(Saved entries)
★ ★ ★
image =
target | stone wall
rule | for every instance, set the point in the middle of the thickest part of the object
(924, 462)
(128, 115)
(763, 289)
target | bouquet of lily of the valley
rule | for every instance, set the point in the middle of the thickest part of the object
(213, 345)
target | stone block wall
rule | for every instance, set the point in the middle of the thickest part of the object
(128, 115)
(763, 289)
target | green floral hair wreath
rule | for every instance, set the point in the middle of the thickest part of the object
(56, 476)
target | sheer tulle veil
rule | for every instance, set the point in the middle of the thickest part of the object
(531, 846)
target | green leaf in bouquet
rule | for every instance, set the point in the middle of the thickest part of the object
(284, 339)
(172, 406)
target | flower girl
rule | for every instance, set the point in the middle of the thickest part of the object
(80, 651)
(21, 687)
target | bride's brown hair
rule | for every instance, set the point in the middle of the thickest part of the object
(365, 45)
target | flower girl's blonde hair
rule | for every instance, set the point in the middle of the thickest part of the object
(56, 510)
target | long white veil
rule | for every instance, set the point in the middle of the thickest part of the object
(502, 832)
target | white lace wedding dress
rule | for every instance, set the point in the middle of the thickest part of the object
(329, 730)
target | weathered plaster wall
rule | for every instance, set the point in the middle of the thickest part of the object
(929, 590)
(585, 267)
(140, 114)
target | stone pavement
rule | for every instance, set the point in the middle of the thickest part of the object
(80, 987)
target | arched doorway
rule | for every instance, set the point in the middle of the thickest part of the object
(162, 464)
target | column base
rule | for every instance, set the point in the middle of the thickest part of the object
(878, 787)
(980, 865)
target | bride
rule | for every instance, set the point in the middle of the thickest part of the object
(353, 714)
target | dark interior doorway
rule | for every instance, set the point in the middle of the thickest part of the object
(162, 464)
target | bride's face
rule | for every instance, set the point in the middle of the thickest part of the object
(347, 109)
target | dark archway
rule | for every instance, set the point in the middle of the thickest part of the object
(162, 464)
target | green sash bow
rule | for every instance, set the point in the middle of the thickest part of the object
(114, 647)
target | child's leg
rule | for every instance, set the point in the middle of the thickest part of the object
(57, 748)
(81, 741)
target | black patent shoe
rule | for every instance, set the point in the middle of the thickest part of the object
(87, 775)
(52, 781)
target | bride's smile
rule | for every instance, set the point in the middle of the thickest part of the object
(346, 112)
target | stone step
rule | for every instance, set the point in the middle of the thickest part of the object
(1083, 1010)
★ ★ ★
**Aim of the exercise**:
Copy every line of the saved entries above word for word, leaving nothing out and changing nothing.

**Full response**:
image =
target | stone wall
rule | for every instance, set the point in the middle of the thickest part of the object
(924, 462)
(128, 115)
(763, 289)
target | bouquet of lily of the valley
rule | for every instance, set the point in the middle of the thickest part of the object
(213, 345)
target | stone block wall
rule | for every instance, set the point in the middle of the thickest part of the object
(128, 115)
(763, 289)
target | green floral hair wreath
rule | for every instance, set the point in the middle of the thickest part of the object
(56, 476)
target | sheer tulle veil
rule | for every instance, set the point in the middle of the thickest part of the object
(531, 846)
target | green leaf in bouquet
rule | for every instance, set the point in the middle of the thickest part of the object
(284, 339)
(172, 406)
target | flower girl
rule | for every instance, set the point in the middle of the thickest part of the object
(80, 651)
(21, 687)
target | bride's brown hair
rule | for every instance, set the point in the middle of the thickest part of the object
(365, 45)
target | flower girl's blonde hair
rule | for every instance, set the point in the middle of the thickest part of the object
(56, 510)
target | long white veil
rule | for every instance, set the point in the middle of the thickest part of the object
(502, 832)
target | white lace wedding dress
rule | for every instance, set the point in the middle of the thickest part of the object
(329, 730)
target | weathered plaster wall
rule | for every instance, set the point in the middle of the thickest part of the object
(929, 590)
(585, 267)
(140, 114)
target | stone pavement
rule | for every instance, set the point in the middle of the thickest part of the object
(80, 987)
target | arched doorway
rule | for every instance, set the point in the middle of the thickest part of the object
(162, 464)
target | column base
rule | for every instance, set the point in the middle of the thickest part of the object
(878, 787)
(980, 865)
target | bride
rule | for every instance, set the point in the middle of the thickest part of the object
(353, 714)
target | dark interior doorway
rule | for every instance, set the point in the middle of the thickest part of the object
(162, 464)
target | bride's face
rule | for every instance, set the point in the middle of the thickest part of the object
(347, 109)
target | dark archway
rule | for every instance, set the point in the middle of the thickest part of the object
(162, 464)
target | green sash bow
rule | for every instance, set the point in the middle of the thickest part of the object
(114, 647)
target | child's leg
rule | for every instance, set the point in the middle of the thickest part of the object
(57, 748)
(81, 741)
target | black patent shoe
rule | for every instance, set the point in the middle of the thickest part of the object
(87, 775)
(52, 781)
target | bride's smile
rule | for every instance, set the point in the middle of the thickest part of the object
(346, 112)
target | stone step
rule | for every instance, set the point in the middle of the thickest part of the object
(1083, 1010)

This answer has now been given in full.